# Records for processing start

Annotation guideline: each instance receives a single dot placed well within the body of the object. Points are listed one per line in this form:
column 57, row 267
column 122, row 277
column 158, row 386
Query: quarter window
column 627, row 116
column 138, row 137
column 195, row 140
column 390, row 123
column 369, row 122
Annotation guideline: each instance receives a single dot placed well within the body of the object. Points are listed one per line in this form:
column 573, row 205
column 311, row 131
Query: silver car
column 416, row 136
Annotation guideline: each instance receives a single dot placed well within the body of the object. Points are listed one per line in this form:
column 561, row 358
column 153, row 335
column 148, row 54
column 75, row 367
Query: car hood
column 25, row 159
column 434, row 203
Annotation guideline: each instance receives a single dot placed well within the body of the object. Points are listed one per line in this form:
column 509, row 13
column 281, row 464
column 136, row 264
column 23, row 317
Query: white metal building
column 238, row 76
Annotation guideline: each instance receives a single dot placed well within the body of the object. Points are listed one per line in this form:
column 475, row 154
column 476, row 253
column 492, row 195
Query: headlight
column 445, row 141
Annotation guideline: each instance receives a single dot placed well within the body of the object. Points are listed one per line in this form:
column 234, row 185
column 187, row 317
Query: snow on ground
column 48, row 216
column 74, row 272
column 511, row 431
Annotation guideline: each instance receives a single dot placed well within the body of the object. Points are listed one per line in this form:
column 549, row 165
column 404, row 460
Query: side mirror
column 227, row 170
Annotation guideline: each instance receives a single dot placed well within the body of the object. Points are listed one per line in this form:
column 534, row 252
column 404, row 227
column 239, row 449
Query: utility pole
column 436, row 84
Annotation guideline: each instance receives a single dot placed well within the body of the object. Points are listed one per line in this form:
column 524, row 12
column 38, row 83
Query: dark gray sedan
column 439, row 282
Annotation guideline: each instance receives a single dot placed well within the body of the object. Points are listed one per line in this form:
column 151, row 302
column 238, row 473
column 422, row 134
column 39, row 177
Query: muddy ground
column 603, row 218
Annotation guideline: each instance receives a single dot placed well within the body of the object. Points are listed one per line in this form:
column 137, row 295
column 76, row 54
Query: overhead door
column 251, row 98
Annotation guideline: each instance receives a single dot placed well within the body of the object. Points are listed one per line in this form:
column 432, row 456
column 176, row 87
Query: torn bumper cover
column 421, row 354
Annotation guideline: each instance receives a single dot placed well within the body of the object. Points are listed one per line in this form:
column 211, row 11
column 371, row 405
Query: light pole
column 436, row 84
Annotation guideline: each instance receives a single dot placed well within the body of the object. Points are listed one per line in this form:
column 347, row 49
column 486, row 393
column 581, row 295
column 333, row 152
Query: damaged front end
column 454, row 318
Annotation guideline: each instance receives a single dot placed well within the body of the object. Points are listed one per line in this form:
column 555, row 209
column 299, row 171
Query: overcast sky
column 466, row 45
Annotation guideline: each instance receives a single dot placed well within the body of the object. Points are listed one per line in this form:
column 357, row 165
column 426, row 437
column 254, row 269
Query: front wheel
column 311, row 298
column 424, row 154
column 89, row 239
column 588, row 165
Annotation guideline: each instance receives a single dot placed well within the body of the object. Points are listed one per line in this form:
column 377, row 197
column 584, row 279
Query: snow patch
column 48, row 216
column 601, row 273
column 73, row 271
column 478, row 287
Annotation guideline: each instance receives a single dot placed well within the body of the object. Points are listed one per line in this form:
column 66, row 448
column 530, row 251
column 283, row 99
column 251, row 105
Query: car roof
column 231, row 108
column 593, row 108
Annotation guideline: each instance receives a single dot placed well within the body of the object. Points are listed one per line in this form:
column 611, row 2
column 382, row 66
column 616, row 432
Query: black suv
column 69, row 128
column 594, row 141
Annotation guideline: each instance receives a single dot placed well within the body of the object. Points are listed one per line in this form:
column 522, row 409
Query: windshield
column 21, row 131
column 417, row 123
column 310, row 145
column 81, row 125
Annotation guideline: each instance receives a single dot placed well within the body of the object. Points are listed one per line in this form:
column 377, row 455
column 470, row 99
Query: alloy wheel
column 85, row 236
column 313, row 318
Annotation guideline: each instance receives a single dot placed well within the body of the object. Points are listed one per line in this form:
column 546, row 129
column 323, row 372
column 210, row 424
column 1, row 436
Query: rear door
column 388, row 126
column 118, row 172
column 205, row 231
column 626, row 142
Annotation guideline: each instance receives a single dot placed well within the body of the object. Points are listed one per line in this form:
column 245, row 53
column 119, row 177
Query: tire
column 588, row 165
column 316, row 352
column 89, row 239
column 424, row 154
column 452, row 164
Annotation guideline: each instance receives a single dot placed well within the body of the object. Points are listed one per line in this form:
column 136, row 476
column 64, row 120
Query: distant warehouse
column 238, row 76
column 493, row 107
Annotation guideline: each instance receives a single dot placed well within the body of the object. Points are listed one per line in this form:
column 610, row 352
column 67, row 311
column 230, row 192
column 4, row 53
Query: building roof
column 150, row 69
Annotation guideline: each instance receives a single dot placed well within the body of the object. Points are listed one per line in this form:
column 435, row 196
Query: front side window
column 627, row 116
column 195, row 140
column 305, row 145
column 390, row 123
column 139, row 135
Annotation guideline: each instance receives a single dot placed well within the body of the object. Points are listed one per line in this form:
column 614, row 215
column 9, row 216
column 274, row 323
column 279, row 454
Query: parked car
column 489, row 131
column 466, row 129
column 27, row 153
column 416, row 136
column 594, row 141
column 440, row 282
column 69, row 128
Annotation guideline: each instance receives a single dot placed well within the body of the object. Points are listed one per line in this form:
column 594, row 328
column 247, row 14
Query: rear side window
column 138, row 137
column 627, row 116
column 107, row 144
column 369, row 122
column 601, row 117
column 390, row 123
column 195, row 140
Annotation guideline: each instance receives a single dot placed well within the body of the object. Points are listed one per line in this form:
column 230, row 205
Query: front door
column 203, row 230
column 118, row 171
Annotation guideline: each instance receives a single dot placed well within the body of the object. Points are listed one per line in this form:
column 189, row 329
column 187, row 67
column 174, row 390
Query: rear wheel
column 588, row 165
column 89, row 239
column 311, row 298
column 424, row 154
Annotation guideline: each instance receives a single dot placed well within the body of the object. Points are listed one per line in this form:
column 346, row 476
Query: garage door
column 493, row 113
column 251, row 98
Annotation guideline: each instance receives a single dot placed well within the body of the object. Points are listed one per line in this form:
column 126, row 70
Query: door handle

# Records for processing end

Given exercise: List each line in the entries above that contains the word "side".

Finished exercise:
Query: side mirror
Query: front side window
Query: rear side window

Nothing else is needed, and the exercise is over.